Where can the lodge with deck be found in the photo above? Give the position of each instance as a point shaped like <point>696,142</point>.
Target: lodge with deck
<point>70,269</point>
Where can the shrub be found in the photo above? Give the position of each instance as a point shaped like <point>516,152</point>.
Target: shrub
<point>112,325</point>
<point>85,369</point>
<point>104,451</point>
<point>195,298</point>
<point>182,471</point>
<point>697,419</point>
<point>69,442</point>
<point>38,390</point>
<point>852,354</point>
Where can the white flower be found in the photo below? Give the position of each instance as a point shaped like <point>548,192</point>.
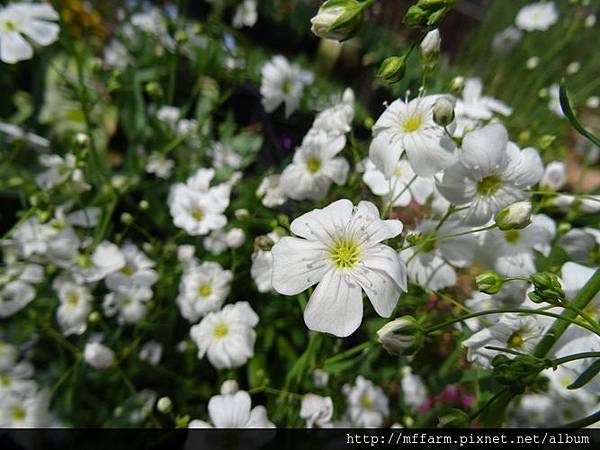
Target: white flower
<point>337,119</point>
<point>227,336</point>
<point>555,176</point>
<point>413,390</point>
<point>315,166</point>
<point>245,14</point>
<point>283,82</point>
<point>198,208</point>
<point>60,170</point>
<point>339,249</point>
<point>31,411</point>
<point>505,40</point>
<point>367,404</point>
<point>491,173</point>
<point>512,252</point>
<point>271,192</point>
<point>151,352</point>
<point>129,301</point>
<point>401,189</point>
<point>235,411</point>
<point>34,21</point>
<point>537,16</point>
<point>15,296</point>
<point>137,271</point>
<point>203,289</point>
<point>316,410</point>
<point>517,332</point>
<point>409,127</point>
<point>160,166</point>
<point>75,306</point>
<point>98,356</point>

→ Short task: Reproduce the entries from the line containing "Where can the white" through the end of the entries, replacing every occurrence of "white flower" with "daisy" and changing nothing else. Omit the pictures from your answer.

→ Exercise answer:
Where can the daisy be found in the photo below? Give the position of each instance as a point shaped like <point>548,192</point>.
Target: daisy
<point>337,119</point>
<point>227,336</point>
<point>555,176</point>
<point>413,390</point>
<point>315,166</point>
<point>245,14</point>
<point>283,82</point>
<point>198,208</point>
<point>60,170</point>
<point>339,249</point>
<point>31,411</point>
<point>505,40</point>
<point>367,404</point>
<point>491,173</point>
<point>512,252</point>
<point>271,192</point>
<point>151,352</point>
<point>129,301</point>
<point>401,189</point>
<point>235,411</point>
<point>34,21</point>
<point>537,16</point>
<point>15,296</point>
<point>137,271</point>
<point>203,289</point>
<point>316,410</point>
<point>517,332</point>
<point>409,127</point>
<point>160,166</point>
<point>75,306</point>
<point>98,356</point>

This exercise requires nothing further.